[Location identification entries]

####################

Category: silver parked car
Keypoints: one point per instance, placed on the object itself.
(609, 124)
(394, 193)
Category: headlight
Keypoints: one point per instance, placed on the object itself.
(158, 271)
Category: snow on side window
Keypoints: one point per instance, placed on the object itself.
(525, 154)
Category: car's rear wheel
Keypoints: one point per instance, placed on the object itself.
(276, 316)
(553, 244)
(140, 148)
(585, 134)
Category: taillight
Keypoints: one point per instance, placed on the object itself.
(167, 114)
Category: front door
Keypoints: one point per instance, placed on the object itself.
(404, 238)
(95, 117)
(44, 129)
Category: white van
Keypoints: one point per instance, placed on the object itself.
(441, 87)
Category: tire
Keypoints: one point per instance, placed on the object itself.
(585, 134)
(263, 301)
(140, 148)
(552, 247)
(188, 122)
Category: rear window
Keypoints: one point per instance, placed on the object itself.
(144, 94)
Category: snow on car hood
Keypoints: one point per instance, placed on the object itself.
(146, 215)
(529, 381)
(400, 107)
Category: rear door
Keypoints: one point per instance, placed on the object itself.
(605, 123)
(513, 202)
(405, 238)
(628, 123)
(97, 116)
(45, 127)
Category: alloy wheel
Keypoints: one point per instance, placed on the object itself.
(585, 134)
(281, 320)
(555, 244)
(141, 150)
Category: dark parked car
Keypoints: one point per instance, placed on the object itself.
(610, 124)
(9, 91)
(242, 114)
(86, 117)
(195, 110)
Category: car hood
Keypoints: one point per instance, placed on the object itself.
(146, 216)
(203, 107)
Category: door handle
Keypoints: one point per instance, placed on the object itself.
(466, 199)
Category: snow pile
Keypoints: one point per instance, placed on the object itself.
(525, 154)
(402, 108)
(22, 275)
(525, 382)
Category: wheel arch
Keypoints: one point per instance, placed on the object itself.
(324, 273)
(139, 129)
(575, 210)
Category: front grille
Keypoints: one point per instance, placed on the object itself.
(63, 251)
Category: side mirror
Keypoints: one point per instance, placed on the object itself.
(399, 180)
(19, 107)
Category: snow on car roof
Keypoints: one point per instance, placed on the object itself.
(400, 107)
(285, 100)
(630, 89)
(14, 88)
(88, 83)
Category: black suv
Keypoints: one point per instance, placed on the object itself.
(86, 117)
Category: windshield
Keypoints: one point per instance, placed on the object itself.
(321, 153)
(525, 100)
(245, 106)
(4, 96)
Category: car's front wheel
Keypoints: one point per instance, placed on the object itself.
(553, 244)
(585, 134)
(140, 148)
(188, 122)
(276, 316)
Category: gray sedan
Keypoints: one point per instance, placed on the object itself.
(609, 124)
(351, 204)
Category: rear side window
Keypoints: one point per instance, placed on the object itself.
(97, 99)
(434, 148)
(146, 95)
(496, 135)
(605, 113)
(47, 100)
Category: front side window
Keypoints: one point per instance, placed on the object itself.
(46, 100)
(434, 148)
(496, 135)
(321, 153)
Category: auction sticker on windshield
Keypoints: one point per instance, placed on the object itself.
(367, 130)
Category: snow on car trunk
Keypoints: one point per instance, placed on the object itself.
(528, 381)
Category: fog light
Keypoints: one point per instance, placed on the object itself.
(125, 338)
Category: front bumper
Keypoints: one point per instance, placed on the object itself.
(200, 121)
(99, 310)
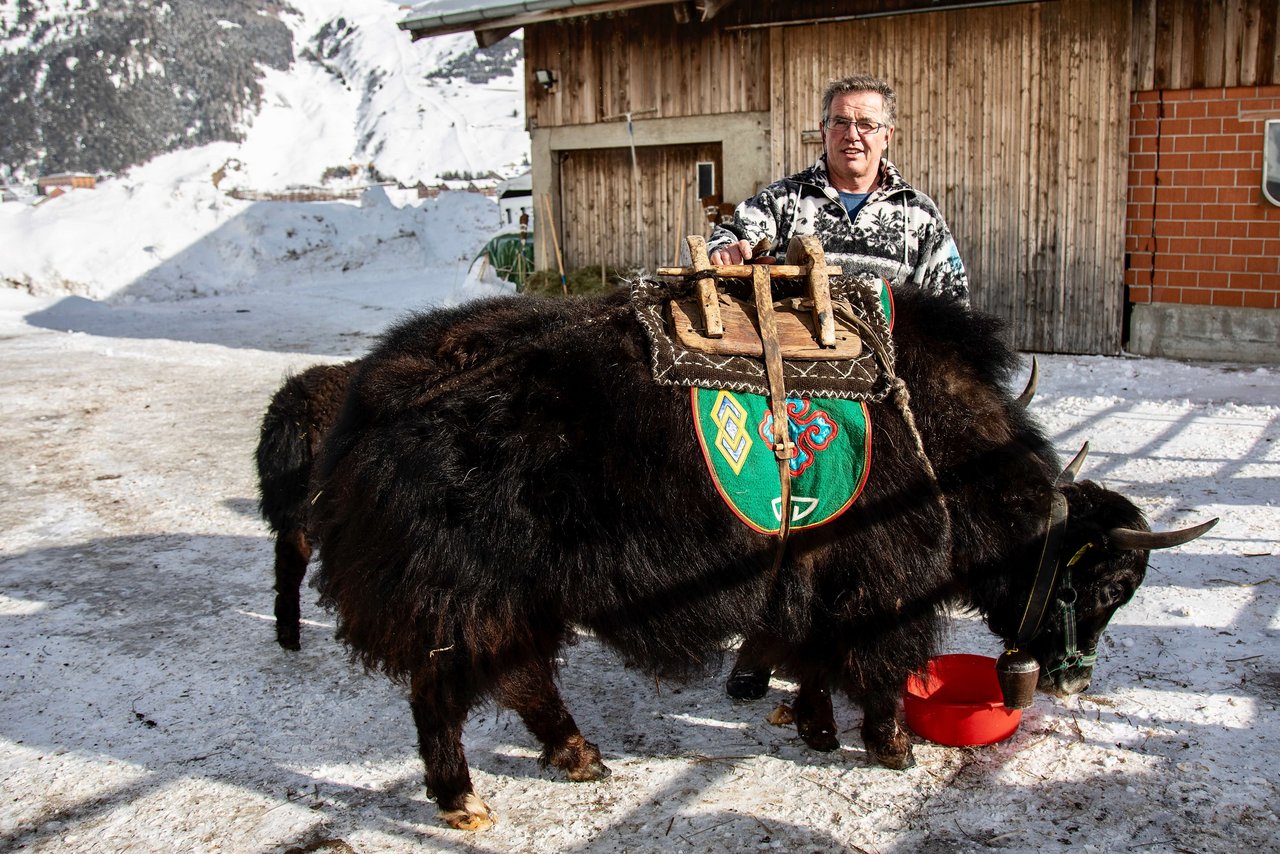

####################

What is asked: Rewrite the data above so that every occurrence of "one point per instance" becomes "a single point for each instance", leaving all other text unchanged. Omit the picture from the rewritten version.

Answer to the task:
Category: silver parked car
Keypoints: a single point for each instance, placed on the object itself.
(609, 124)
(394, 193)
Category: headlight
Keypoints: a single point for each instance, placed on the object itself.
(158, 271)
Category: snow on side window
Keypoints: a single point for each instance, placed on the object itself.
(525, 154)
Category: car's rear wheel
Keypoints: a single point for each instance, placed on the object itself.
(276, 316)
(553, 244)
(140, 148)
(585, 134)
Category: taillight
Keypoints: a single point for each instance, placed on the object itself.
(167, 114)
Category: front door
Keypoints: a single point for each instance, placed on the object itself.
(404, 238)
(95, 117)
(44, 129)
Category: white van
Keypoints: a single point for each instance, placed on the object itself.
(441, 87)
Category: tire
Keypoints: a single point for each instance, placed on the object itself.
(585, 134)
(263, 301)
(140, 148)
(552, 247)
(188, 122)
Category: rear window
Keypoints: a single point for each instance, placed on the object itself.
(144, 94)
Category: snow on car hood
Keypoints: a single point for each instance, placed on the object itself.
(146, 215)
(529, 381)
(400, 107)
Category: rear door
Keypoints: a single point for each instance, placed on the object itself.
(605, 123)
(513, 202)
(405, 238)
(628, 123)
(97, 116)
(45, 127)
Category: alloy wheel
Keypoints: a single point for each instance, placed on the object itself.
(585, 134)
(281, 320)
(555, 244)
(141, 150)
Category: dark parked car
Keypoints: a single point for each instance, placed on the object itself.
(610, 124)
(9, 91)
(242, 114)
(86, 117)
(195, 110)
Category: car hood
Keypoints: a single point for each instance, placed on the object itself.
(146, 216)
(203, 107)
Category: door handle
Keypoints: a single point for each instance, placed on the object itself.
(466, 199)
Category: snow pile
Keypoints: a single point for each instance, placed on the object itself.
(525, 154)
(402, 108)
(22, 275)
(525, 382)
Category: wheel arch
Keypoints: a single point for each instance, placed on the object itself.
(324, 273)
(139, 129)
(575, 210)
Category: front grille
Keypoints: a single point for each instance, placed on the object itself.
(63, 251)
Category: side mirror
Keypoints: a single point for each instance, placed on the object itself.
(399, 180)
(19, 107)
Category: snow on car roof
Keypoints: a single point for each instance, placed on the object itself.
(400, 107)
(285, 100)
(630, 89)
(14, 88)
(88, 83)
Category: black suv
Keypoints: a single point for each instance, placed on the object itself.
(86, 117)
Category: windshield
Keypoints: a single point for each instance, placed on the object itself.
(321, 153)
(525, 100)
(245, 106)
(4, 96)
Category: car's front wheel
Keypoints: a single point for each instance, placed on the object itself.
(553, 244)
(585, 134)
(140, 148)
(188, 122)
(276, 316)
Category: gray sedan
Keypoints: a single point for each instance, placed on the object itself.
(609, 124)
(351, 204)
Category: rear side window
Keypoints: a single point for each instance, placed on the object itself.
(97, 99)
(434, 148)
(146, 95)
(496, 135)
(605, 113)
(47, 100)
Category: front side window
Keypoints: a single point for each instance, placed on the object itself.
(46, 100)
(434, 148)
(496, 135)
(321, 153)
Category: auction sticker on windshield
Keypoints: a single point for each instance, placed on the object itself.
(367, 130)
Category: snow on car trunk
Keypoints: a single point for each instance, placed on the object itself.
(528, 381)
Category: fog light
Keypoints: a single point for each instance, placed on the object itself.
(125, 338)
Category: front bumper
Keypoints: a single point for each instance, placed on the object itself.
(200, 121)
(99, 310)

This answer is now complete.